Dentre os princípios que iluminam o novo Direito Constitucional, ganha cada vez mais relevo, inclusive na jurisprudência do Supremo Tribunal Federal, o princípio da proporcionalidade.

É possível vislumbrar duas funções distintas desempenhadas pelo referido princípio no sistema normativo. Na primeira delas, o princípio da proporcionalidade configura instrumento de salvaguarda dos direitos fundamentais contra a ação limitativa que o Estado impõe a esses direitos.

De outro lado, o princípio em exame também cumpre a relevante missão de funcionar como critério para solução de conflitos de direitos fundamentais, através de juízos comparativos de ponderação dos interesses envolvidos no caso concreto.

Esta função é ressaltada por PAULO BONAVIDES (1), in verbis:

“Uma das aplicações mais proveitosas contidas potencialmente no princípio da proporcionalidade é aquela que o faz instrumento de interpretação toda vez que ocorre antagonismo entre direitos fundamentais e se busca daí solução conciliatória, para a qual o princípio é indubitavelmente apropriado. As cortes constitucionais européias, nomeadamente o Tribunal de Justiça da Comunidade Européia, já fizeram uso freqüente do princípio para diminuir ou eliminar a colisão de tais direitos.”

A seguir, com a finalidade de facilitar a análise do tema sugerido, apresentarei uma proposta de classificação das modalidades de colisão de direitos fundamentais.

Conflito aparente de normas e colisão real de direitos

Antes, porém, cabe uma observação. Considerando-se que não há hierarquia entre as diversas normas constitucionais e que o sistema jurídico é um todo harmônico, o conflito entre aquelas é apenas aparente. Assim, por exemplo, não há conflito, no plano normativo, entre as normas que garantem o direito à liberdade de imprensa e o direito à intimidade. Porém, no plano fático, a incidência delas sobre uma dada situação pode gerar uma colisão real entre os mencionados direitos constitucionais.

Outro não é o entendimento de J.J. GOMES CANOTILHO (2), que distingue concorrência de direitos fundamentais e colisão de direitos fundamentais. Na lição do constitucionalista luso, a primeira categoria existe quando um comportamento do mesmo titular preenche os pressupostos de fato de vários direitos fundamentais. Por exemplo: a publicação de um artigo literário põe em contato o direito à liberdade de imprensa e o direito à manifestação do pensamento. Por sua vez, “considera-se existir uma colisão autêntica de direitos fundamentais quando o exercício de um direito fundamental por parte do seu titular colide com o exercício do direito fundamental por parte de outro titular. Aqui não estamos perante um cruzamento ou acumulação de direitos (como na concorrência de direitos) , mas perante um ‘choque’ , um autêntico conflito de direitos” (3).

*****

§ **Tarefas do exercício**
• A. Traduza para o inglês a seguinte frase do texto sobre o princípio da proporcionalidade: "É possível vislumbrar duas funções distintas desempenhadas pelo referido princípio no sistema normativo."
• B. Reproduza o trecho do texto sobre o princípio da proporcionalidade que vai de "É possível vislumbrar" até "no caso concreto.", incluindo esses dois limites.
Os registros não têm nenhuma relação com esta atividade.

*****

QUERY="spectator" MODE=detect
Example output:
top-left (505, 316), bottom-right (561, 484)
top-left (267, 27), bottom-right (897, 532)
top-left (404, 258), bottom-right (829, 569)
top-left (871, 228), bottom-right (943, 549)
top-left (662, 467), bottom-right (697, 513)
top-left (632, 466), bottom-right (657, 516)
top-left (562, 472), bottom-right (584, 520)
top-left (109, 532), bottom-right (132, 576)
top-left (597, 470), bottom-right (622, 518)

*****

§ **Respostas às tarefas**
• A. It is possible to discern two distinct functions performed by the aforementioned principle in the normative system.

• B.
É possível vislumbrar duas funções distintas desempenhadas pelo referido princípio no sistema normativo. Na primeira delas, o princípio da proporcionalidade configura instrumento de salvaguarda dos direitos fundamentais contra a ação limitativa que o Estado impõe a esses direitos.

De outro lado, o princípio em exame também cumpre a relevante missão de funcionar como critério para solução de conflitos de direitos fundamentais, através de juízos comparativos de ponderação dos interesses envolvidos no caso concreto.